Text block:
★ ★ ★ ★

March 10-16, 2005
loose canon
Why Billy Penn's grid design is good for your health.
Sean Hamel was losing weight, and he couldn't figure out why. Last summer, living in San Diego, the 6-foot 27-year-old had bulked out at just over 200, the most he's ever weighed. Now, seven months later, living in Center City, Hamel is happy at 177, which is normal for him.
So, Hamel wondered, where did the fat go?
Hamel was eating the same. He hadn't joined a gym, but he felt great and was otherwise very healthy as 23 pounds melted from his frame.
The difference was walking. Living in San Diego, Hamel drove to his job. Living at 20th and Walnut streets, he now walks to Old City and back five days a week to his job as a City Paper classifieds account executive. Each trip takes a half hour, an hour of walking a day, which is twice the half-hour the surgeon general recommends. Hamel says he's in pretty good shape.
"I've never had a gym membership in my life," he says, "and as long as I live within one or two miles of work, I never will."
Instead of a gym, Hamel simply walks, commuting and exercising at the same time. And what he's exercising on, if not living his life inside of, is William Penn's original 1680s street grid design. The ancient design works for walking in part because it is scaled for people and for smaller, slower vehicles.
According to a study in the current issue of Prevention magazine, Philadelphia ranks eighth in walkability for cities with a population greater than 500,000 all the more remarkable since parts of this city are clearly unfriendly to pedestrians.

★ ★ ★ ★

Stored data entries
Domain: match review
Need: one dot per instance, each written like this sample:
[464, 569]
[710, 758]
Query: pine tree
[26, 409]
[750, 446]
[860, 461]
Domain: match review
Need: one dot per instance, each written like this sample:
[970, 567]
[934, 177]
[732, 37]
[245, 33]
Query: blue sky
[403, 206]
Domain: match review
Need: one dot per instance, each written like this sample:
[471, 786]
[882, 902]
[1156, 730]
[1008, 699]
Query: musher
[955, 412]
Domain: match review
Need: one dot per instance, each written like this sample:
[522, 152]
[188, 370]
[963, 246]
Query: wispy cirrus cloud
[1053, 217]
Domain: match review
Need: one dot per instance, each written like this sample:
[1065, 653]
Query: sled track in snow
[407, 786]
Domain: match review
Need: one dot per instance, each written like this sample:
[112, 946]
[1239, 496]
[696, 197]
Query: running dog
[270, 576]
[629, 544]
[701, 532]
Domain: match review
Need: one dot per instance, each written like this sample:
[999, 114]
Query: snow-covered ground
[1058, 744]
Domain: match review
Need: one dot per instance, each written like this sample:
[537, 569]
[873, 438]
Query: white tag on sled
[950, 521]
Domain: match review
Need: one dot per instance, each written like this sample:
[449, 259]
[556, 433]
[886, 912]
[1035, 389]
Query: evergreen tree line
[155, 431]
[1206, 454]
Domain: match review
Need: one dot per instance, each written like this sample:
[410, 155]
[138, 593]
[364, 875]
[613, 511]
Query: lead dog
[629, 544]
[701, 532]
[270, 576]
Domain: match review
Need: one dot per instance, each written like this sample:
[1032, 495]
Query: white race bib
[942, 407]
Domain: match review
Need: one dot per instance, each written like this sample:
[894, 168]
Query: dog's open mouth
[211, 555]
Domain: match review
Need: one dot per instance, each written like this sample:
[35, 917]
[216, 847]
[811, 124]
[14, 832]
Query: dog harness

★ ★ ★ ★

What is expected:
Please copy out the full article above on walking and Philadelphia's street grid, word for word.

Response to the task:
March 10-16, 2005
loose canon
Why Billy Penn's grid design is good for your health.
Sean Hamel was losing weight, and he couldn't figure out why. Last summer, living in San Diego, the 6-foot 27-year-old had bulked out at just over 200, the most he's ever weighed. Now, seven months later, living in Center City, Hamel is happy at 177, which is normal for him.
So, Hamel wondered, where did the fat go?
Hamel was eating the same. He hadn't joined a gym, but he felt great and was otherwise very healthy as 23 pounds melted from his frame.
The difference was walking. Living in San Diego, Hamel drove to his job. Living at 20th and Walnut streets, he now walks to Old City and back five days a week to his job as a City Paper classifieds account executive. Each trip takes a half hour, an hour of walking a day, which is twice the half-hour the surgeon general recommends. Hamel says he's in pretty good shape.
"I've never had a gym membership in my life," he says, "and as long as I live within one or two miles of work, I never will."
Instead of a gym, Hamel simply walks, commuting and exercising at the same time. And what he's exercising on, if not living his life inside of, is William Penn's original 1680s street grid design. The ancient design works for walking in part because it is scaled for people and for smaller, slower vehicles.
According to a study in the current issue of Prevention magazine, Philadelphia ranks eighth in walkability for cities with a population greater than 500,000 all the more remarkable since parts of this city are clearly unfriendly to pedestrians.